WORK REQUIRED ::
Can you rewrite only the part of the rows that opens with the line containing "Put a dot on each instance of the outdoor" and runs through the end of the rows as a JSON list of strings, one string per line, with blank lines dropped?
══════════════════════════════
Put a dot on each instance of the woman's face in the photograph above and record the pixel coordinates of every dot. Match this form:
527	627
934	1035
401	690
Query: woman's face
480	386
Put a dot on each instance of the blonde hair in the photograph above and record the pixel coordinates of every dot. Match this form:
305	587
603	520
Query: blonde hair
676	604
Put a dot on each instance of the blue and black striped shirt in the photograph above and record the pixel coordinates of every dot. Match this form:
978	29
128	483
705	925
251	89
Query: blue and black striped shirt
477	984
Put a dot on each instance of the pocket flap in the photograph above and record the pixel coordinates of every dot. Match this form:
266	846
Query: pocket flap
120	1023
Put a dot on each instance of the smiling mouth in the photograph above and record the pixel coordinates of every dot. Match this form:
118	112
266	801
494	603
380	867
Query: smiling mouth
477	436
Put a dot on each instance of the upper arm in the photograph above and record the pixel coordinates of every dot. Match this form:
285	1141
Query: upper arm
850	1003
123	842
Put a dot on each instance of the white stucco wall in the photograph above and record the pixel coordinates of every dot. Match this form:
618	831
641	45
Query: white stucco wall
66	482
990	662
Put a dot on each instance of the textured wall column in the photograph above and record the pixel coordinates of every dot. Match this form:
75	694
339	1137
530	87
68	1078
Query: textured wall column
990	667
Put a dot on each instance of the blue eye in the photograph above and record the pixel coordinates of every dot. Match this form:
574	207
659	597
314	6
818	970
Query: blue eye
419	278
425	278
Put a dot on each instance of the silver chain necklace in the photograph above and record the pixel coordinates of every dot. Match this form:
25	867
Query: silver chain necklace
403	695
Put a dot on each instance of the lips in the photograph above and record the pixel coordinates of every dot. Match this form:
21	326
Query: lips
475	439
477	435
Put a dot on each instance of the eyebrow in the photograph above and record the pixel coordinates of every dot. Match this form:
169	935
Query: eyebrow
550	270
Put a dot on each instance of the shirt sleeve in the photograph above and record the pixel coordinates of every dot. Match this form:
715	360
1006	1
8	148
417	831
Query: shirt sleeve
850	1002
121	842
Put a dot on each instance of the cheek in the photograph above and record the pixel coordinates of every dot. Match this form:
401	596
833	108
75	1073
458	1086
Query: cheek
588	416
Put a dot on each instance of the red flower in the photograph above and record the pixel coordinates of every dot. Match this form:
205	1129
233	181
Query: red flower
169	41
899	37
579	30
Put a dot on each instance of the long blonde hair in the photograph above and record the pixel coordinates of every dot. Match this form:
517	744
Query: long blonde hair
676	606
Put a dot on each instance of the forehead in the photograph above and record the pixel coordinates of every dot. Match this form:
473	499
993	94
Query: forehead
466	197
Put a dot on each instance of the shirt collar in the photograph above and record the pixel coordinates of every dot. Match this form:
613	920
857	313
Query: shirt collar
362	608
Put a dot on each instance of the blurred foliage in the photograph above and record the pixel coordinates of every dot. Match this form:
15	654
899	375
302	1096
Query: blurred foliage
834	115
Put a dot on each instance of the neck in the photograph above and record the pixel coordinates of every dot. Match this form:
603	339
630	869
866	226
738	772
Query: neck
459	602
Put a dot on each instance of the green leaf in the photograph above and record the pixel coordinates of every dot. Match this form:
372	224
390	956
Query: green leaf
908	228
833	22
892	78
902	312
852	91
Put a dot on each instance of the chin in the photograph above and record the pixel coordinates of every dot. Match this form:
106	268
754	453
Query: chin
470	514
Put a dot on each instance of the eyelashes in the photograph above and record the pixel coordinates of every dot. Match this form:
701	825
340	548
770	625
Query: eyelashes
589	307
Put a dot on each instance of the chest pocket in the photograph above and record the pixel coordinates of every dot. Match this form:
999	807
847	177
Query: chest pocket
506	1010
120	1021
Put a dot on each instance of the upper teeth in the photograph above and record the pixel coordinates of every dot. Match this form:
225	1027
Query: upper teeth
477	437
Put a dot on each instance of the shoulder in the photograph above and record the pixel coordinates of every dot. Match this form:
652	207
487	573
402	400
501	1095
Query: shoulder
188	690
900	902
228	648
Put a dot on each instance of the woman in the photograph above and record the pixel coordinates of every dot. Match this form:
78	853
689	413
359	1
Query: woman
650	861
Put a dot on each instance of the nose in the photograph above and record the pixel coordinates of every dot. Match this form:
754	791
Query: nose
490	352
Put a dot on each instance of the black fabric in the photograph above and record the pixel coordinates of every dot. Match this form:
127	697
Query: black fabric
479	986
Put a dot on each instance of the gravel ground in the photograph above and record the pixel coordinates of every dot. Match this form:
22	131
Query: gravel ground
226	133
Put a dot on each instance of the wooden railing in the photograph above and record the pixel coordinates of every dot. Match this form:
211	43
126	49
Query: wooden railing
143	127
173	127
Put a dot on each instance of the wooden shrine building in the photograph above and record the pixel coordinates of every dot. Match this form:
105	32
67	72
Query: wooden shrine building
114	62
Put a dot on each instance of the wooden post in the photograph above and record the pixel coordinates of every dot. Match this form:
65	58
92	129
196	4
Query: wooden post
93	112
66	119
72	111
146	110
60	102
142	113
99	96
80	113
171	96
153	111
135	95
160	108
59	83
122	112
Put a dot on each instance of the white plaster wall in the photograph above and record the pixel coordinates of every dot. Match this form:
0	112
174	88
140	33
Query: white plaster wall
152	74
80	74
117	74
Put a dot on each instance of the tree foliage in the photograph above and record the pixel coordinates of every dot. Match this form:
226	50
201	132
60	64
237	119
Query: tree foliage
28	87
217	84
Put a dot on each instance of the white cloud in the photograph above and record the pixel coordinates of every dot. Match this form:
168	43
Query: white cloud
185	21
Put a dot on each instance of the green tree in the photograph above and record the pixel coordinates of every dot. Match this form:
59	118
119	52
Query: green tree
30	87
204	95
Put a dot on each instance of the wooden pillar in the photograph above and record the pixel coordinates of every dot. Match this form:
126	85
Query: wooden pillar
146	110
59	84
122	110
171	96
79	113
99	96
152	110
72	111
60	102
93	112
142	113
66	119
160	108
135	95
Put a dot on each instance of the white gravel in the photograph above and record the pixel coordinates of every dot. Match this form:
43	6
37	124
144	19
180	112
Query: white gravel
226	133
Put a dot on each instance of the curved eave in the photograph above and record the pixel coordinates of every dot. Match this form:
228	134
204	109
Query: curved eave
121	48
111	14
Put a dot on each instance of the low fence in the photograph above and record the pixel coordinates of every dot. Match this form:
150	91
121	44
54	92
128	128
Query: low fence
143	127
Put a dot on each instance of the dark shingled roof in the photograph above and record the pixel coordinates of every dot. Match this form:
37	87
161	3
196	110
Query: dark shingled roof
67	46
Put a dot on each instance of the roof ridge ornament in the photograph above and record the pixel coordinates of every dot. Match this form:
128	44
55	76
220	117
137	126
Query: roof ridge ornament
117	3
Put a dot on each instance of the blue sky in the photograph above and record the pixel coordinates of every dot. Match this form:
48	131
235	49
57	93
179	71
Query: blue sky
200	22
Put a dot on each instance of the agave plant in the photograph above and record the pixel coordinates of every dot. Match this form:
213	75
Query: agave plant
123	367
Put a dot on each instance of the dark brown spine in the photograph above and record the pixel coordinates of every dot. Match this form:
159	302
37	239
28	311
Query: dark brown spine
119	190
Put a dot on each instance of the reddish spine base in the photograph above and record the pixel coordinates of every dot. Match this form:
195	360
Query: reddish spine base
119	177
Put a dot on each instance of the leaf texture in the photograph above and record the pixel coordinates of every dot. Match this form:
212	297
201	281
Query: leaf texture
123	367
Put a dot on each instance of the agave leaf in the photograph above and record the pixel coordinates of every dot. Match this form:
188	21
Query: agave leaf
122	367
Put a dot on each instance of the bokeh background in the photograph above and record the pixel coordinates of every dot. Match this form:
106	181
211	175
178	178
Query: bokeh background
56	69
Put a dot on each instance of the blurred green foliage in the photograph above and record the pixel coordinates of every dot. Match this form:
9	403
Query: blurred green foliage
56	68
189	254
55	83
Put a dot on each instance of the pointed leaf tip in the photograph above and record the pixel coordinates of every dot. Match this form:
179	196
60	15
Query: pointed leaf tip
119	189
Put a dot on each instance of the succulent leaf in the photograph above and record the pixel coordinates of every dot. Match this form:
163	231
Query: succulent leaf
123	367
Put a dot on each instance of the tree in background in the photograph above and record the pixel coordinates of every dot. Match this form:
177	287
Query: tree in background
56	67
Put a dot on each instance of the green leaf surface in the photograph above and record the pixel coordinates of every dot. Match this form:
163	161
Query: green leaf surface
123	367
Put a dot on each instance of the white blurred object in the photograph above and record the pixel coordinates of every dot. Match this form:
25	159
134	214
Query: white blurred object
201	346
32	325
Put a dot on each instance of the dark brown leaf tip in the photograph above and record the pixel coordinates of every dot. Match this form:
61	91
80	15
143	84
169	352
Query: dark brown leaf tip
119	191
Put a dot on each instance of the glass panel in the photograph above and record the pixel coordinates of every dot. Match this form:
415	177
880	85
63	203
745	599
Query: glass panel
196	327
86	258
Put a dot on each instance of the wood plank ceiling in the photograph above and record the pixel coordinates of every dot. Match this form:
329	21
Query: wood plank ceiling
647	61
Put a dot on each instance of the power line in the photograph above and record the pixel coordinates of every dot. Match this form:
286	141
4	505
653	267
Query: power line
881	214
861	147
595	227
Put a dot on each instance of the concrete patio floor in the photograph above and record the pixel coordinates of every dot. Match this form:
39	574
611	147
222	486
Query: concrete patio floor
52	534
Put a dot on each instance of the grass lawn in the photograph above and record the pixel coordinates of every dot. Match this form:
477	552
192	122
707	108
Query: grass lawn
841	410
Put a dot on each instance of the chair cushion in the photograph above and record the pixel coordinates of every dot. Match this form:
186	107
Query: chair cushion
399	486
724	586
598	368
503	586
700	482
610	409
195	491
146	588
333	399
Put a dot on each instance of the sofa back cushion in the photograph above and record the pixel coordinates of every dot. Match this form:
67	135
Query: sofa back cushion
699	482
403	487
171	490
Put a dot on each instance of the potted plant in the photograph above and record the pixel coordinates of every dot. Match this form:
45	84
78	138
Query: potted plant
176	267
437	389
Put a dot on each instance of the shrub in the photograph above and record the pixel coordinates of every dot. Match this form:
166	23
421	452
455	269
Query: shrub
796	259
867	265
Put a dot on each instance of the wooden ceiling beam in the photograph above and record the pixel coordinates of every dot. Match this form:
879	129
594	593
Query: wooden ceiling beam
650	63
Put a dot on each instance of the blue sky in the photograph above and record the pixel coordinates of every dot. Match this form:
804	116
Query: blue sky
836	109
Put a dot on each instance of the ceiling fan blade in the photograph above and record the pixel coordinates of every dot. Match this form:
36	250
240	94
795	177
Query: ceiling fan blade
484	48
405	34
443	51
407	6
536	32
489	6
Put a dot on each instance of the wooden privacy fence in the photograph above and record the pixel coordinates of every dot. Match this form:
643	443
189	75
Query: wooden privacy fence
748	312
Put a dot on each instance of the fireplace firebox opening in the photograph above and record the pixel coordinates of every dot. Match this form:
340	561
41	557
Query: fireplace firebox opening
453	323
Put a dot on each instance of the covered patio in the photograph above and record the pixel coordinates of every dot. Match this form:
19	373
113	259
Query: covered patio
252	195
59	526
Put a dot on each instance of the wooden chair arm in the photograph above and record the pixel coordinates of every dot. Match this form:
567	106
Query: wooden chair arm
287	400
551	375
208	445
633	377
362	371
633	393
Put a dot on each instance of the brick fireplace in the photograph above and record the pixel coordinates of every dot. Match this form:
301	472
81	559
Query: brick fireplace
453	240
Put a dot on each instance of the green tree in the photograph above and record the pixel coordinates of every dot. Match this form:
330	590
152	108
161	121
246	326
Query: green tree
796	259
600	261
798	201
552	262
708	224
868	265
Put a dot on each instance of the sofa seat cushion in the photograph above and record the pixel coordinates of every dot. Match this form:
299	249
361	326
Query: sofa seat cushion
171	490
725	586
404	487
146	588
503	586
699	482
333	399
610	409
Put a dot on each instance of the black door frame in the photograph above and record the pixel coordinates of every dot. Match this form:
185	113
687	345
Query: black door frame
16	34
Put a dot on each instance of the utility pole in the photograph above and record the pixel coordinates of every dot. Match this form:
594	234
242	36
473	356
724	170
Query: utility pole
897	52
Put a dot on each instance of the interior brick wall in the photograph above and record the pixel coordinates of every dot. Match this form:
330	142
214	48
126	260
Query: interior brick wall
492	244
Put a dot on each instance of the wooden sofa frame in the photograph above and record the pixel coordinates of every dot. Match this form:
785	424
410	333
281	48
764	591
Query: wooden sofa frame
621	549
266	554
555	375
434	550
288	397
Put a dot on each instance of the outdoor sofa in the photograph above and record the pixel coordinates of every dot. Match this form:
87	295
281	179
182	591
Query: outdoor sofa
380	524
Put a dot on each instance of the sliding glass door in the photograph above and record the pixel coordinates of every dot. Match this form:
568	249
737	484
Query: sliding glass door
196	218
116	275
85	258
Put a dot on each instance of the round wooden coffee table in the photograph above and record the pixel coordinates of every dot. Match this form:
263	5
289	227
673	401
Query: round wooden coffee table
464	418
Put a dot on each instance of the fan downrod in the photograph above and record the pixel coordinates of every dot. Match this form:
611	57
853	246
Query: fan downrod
══════════════════════════════
TASK ANSWER ::
[
  "Put a dot on each instance of the outdoor sofa in the photograph above and record the pixel coordinates of every dot. Match this form:",
  "87\t295",
  "281\t179",
  "182\t591",
  "Query: outdoor sofa",
  "380\t524",
  "Put a dot on each instance of the sliding glass door in the photograph above and record the pixel coordinates of every dot. Match this form:",
  "568\t249",
  "737\t484",
  "Query: sliding glass door",
  "196\t218",
  "116\t275",
  "85\t258",
  "Put a dot on each instance of the round wooden coffee table in the photograph above and record the pixel coordinates of every dot. Match this form:",
  "263\t5",
  "289\t227",
  "673\t401",
  "Query: round wooden coffee table",
  "464\t418",
  "Put a dot on each instance of the fan downrod in the photograph above and record the pixel coordinates of every dot. Match this form:",
  "611\t57",
  "853\t246",
  "Query: fan downrod"
]